··· PROVIDED INFORMATION ···
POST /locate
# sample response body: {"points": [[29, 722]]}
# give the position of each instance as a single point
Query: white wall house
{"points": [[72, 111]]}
···
- _TASK_
Convert all the items above into a two-column CSV with the columns input and output. Each item gets one row holding its text and its answer, each in one quoted field with line breaks turned into spaces.

- _RIGHT ANSWER_
input,output
"POST /locate # sample response body: {""points"": [[29, 722]]} # give the position of each instance as a single point Query: white wall house","{""points"": [[72, 111]]}"